Count the lines in the material below that contain the word "white", and reply with only that number.

** start of ROWS **

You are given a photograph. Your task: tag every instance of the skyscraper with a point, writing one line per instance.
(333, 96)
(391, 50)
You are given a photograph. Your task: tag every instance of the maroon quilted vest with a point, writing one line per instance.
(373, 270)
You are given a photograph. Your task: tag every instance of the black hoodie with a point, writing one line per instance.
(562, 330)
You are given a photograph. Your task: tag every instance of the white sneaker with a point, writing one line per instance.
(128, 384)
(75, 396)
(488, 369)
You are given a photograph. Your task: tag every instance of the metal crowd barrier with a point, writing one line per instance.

** end of ROWS **
** start of ROWS **

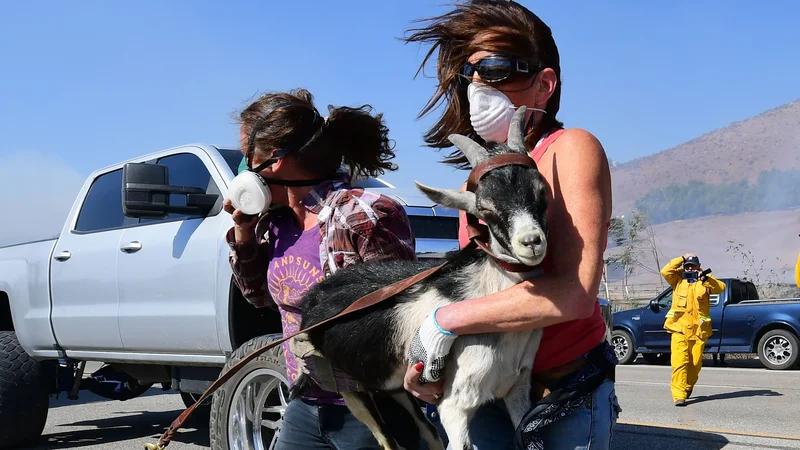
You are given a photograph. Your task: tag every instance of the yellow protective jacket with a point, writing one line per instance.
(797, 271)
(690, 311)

** end of ROWS **

SOLUTION FOR THIS PROBLEM: 1